I keep seeing this cop-out, which ignores that it's fundamentally the same architecture, and has the same flaws. More wallpaper to hide the cracks better makes it an even worse tool for these use cases because all it does is fool more people into thinking it has capabilities that it fundamentally doesn't.
I don't think this is a fair argument. If we compare a GPT4 architecture with 5,000 parameters and a GPT4 architecture with 1 trillion parameters, should we judge the capabilities of both by the 5,000 parameter version, because they're both the same architecture?
There is more than architecture that can set them apart as well. GPT4 may have been trained by a slightly different algorithm, or on different data, and this can result in fundamentally different results.
Most of these conversations are not focused on one specific version, but are about the capabilities of LLMs in general, and it is implied we are talking about state-of-the-art LLMs, and GPT3 is no longer state-of-the-art.
This is nonsense. It's not a cop-out to say "use the latest, most capable model before complaining". Anyone remotely close to this field knows model size matters, amount of training data matters, quality of training data matters, and several other variables matter. Even if someone knows zero about it, just using 3.5 v 4 is enough to see they are two different things. Like a lizard v a human.
It's still fundamentally the same, hallucinates just the same, and anthropomorphizes itself as a confident, knowledgeable, intelligent being just the same. A newer, better, faster, more capable car still isn't an airplane, even if it go fast enough to spend several seconds in the air.

- Stored data -
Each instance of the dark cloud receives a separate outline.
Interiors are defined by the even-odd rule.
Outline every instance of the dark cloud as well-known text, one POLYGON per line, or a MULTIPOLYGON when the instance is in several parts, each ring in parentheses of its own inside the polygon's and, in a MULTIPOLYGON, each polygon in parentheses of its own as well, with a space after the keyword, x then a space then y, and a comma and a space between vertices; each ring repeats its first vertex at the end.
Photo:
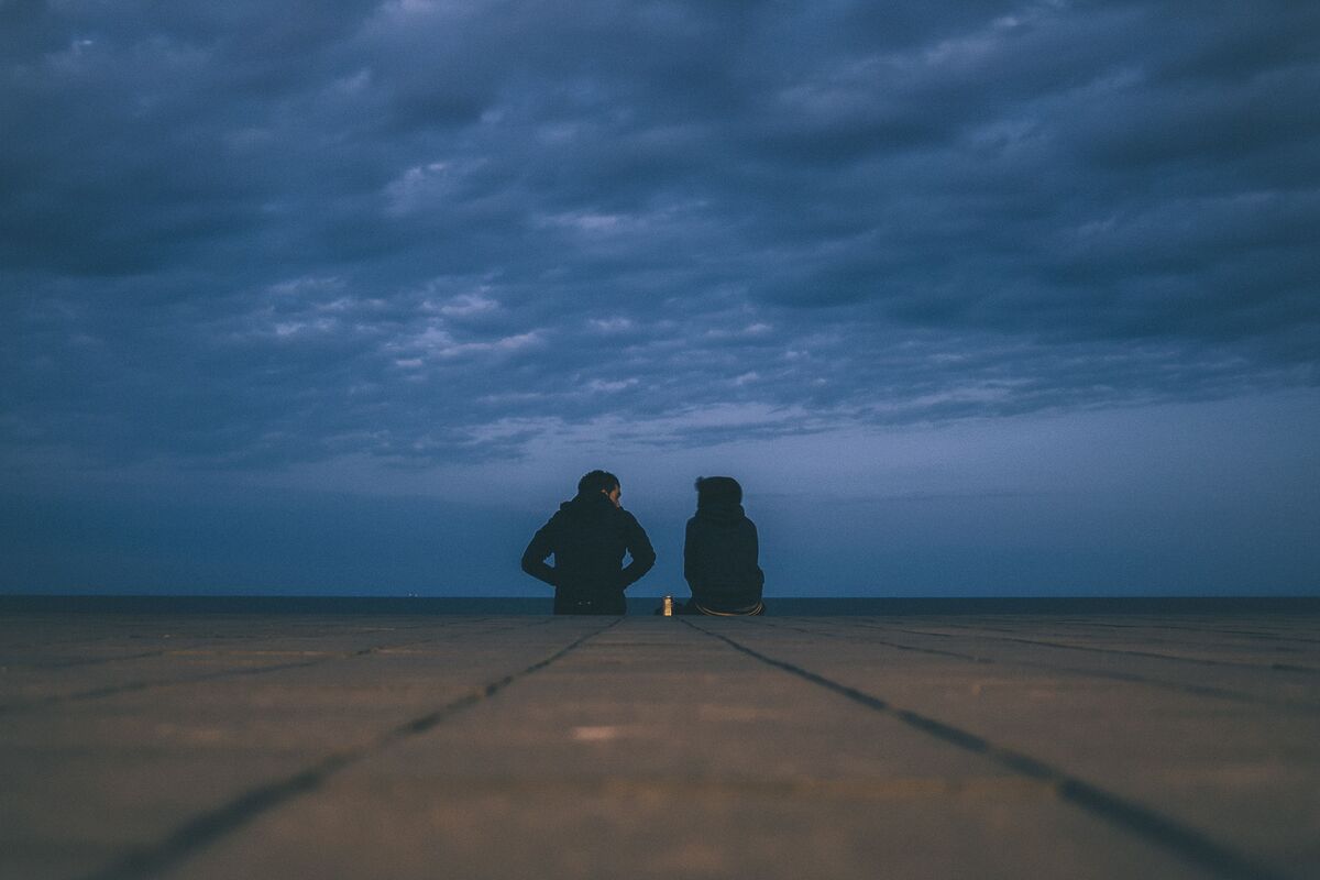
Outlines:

- Tasks to perform -
[1] Write out the passage of the forum thread on LLM capabilities that opens with the words containing "I keep seeing" and closes with "it fundamentally doesn't.".
[2] Translate this sentence from the forum thread on LLM capabilities into French: "There is more than architecture that can set them apart as well."
[3] Continue the forum thread on LLM capabilities from the point where it ends.

- Answers to the problems -
[1]
I keep seeing this cop-out, which ignores that it's fundamentally the same architecture, and has the same flaws. More wallpaper to hide the cracks better makes it an even worse tool for these use cases because all it does is fool more people into thinking it has capabilities that it fundamentally doesn't.

[2] Il n'y a pas que l'architecture qui puisse les distinguer.

[3]
Sure, and 40 year olds have the same capabilities as 4 year olds, because "same architecture" or "fundamentally the same". And putting random weights inside the GPT-4 model architecture should behave "fundamentally the same" as the trained GPT-4 weights, because it's "same architecture". Forget this "training" stuff.
It's not a person, it's a machine. And it's one that will still produce hallucinations that embarrassingly prove that it has no notion of intelligence, and do so confidently. That it does so less than it's sibling is entirely irrelevant.
To me it's a bit like someone making the claim "humans are flawed, and we should think critically about the things they say", and someone responding with "well which human are you talking about? Because Einstein is orders of magnitude above the Walmart checkout guy".
I keep seeing this cop-out, which ignores that it's fundamentally the same architecture, and has the same flaws. More wallpaper to hide the cracks better makes it an even worse tool for these use cases because all it does is fool more people into thinking it has capabilities that it fundamentally doesn't.